Records:

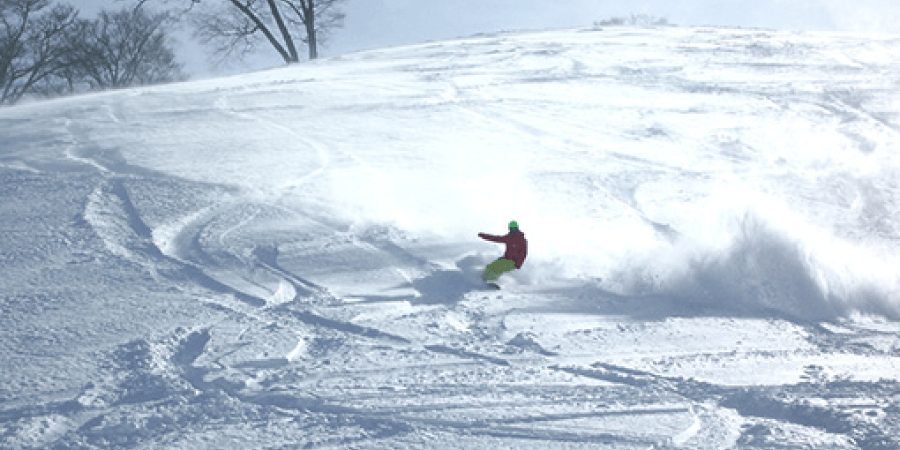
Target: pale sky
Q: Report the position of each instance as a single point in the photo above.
(378, 23)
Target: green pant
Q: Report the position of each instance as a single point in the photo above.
(493, 270)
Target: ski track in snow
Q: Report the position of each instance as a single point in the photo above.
(296, 327)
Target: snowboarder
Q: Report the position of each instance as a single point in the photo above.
(516, 250)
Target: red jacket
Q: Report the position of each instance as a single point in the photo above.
(516, 246)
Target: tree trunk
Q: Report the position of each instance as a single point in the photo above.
(309, 19)
(292, 50)
(265, 30)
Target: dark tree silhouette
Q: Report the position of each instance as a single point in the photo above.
(237, 29)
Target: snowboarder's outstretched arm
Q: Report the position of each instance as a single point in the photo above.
(492, 238)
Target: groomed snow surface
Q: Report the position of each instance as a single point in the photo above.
(288, 259)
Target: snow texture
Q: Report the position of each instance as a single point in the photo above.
(288, 259)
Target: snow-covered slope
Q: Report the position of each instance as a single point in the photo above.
(288, 259)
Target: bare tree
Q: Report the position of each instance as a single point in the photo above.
(33, 45)
(237, 30)
(125, 48)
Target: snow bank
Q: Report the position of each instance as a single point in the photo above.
(756, 255)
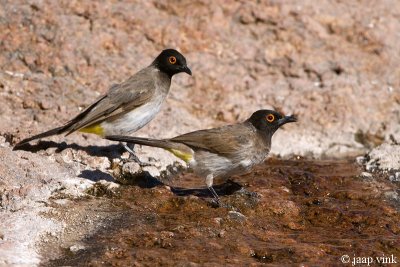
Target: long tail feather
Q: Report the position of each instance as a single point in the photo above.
(58, 130)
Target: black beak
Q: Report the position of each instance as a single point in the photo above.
(287, 119)
(187, 70)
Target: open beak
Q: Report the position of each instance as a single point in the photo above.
(187, 70)
(287, 119)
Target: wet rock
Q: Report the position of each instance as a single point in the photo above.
(236, 216)
(384, 157)
(77, 247)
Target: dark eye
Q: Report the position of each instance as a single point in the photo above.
(270, 117)
(172, 60)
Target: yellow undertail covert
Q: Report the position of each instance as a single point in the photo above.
(183, 156)
(95, 129)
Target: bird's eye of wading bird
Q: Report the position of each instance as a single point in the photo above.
(127, 106)
(223, 151)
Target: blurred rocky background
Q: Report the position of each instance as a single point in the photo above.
(336, 64)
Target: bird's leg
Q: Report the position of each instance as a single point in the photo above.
(132, 156)
(209, 182)
(215, 195)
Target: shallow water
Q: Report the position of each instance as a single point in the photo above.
(310, 212)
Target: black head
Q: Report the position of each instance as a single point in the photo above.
(269, 121)
(171, 62)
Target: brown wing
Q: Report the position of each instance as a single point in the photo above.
(224, 140)
(120, 99)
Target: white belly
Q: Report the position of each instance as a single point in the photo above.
(133, 120)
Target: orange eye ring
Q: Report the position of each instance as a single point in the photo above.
(172, 60)
(270, 117)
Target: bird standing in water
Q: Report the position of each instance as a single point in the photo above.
(224, 151)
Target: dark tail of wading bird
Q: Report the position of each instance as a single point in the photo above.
(224, 151)
(127, 106)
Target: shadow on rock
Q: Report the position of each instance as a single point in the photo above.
(111, 151)
(96, 175)
(227, 188)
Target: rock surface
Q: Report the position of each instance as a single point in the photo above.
(335, 64)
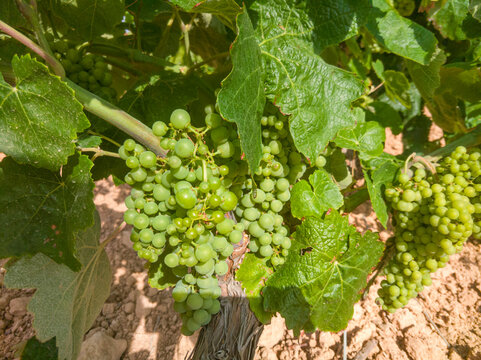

▶ REQUIRED WORK:
Return every row above word for word, leaving out the pictures.

▶ RESULT BELOW:
Target: pale sky
Q: Report the position of each instance as a single point in the photo above.
(378, 23)
Target: green pant
Q: Report the position of each instance as a single point in the photo above.
(493, 270)
Target: ski track in snow
Q: Report the position of each instance as a single point in the photo above.
(296, 327)
Target: snowboarder
Q: Report the position of each instance as a single point in the photo above.
(516, 250)
Target: red jacket
Q: Report the position of each instance as a single point in the photo above.
(516, 246)
Target: tree trunk
Q: Report the position of each instance as a single point in the photo above.
(309, 19)
(292, 50)
(265, 30)
Target: dark tree silhouette
Q: Report the position of each instance as a single point in the photo above.
(237, 29)
Target: snowboarder's outstretched arm
Q: Report the position of each instance as a single point in the photo above.
(492, 238)
Target: groomed snow surface
Q: Report the position of each instance as a single point in the photo above.
(288, 259)
Target: snow texture
Q: Report the position of each instance as a single point in the photo above.
(288, 259)
Target: snow-covered slope
Q: Report the position of each instance as a single point in the photo above.
(288, 259)
Target: bare tree
Q: Report the position of each instance as a single point in the photo above.
(33, 45)
(237, 30)
(125, 48)
Target: snow bank
Q: Report the position of each instance as a single point in the photo above.
(756, 255)
Target: long tail feather
Q: Report the position of each instance as a single point in the photo above.
(58, 130)
Target: black beak
Q: Report the position of each instance as a single point in the photo above.
(287, 119)
(187, 70)
Target: open beak
Q: Report the position of each instance as a single point in the photo above.
(187, 70)
(287, 119)
Target: wet rock
Q: Report the position of each instance as a single point in the photo above.
(236, 216)
(384, 157)
(77, 247)
Target: dark eye
Q: Report the position of each instance as a single point in the photo above.
(270, 117)
(172, 60)
Target: yellow undertail covert
Q: Report the position of each instance as a single point in the photo above.
(183, 156)
(95, 129)
Target: bird's eye of wading bird
Q: Report the position of each instance as a single point in the photo above.
(127, 106)
(223, 151)
Target: blurred rocky background
Q: Report the position of each instance as a single point in the photo above.
(336, 64)
Target: bird's leg
Q: Report the position of each instance as a single point in the photo above.
(132, 156)
(209, 182)
(215, 195)
Target: shallow water
Q: Report the position of each instance as a single point in the photo above.
(310, 212)
Target: black head
Q: Report the position of each instance as a single point in the photo above.
(269, 121)
(171, 62)
Target: brown wing
Q: Report the position of each instance as a single point in the photo above.
(224, 140)
(120, 99)
Target: white belly
Q: Report the position of each instance as a single point in the photo above.
(133, 120)
Target: orange eye ring
Q: Report the position of each instance as a single point in the photo above.
(172, 60)
(270, 117)
Target: bird standing in water
Q: Report the position of each instance as a single point in the photo above.
(224, 151)
Target: dark tail of wading bird
Q: Report the position of each instance as a single point in the photo above.
(224, 151)
(127, 106)
Target: shadow on rock
Q: Report the position of each instance as a single point in the photo above.
(111, 151)
(96, 175)
(227, 188)
Target: rock surface
Q: Report the position of each instance as a single point in the photo above.
(335, 64)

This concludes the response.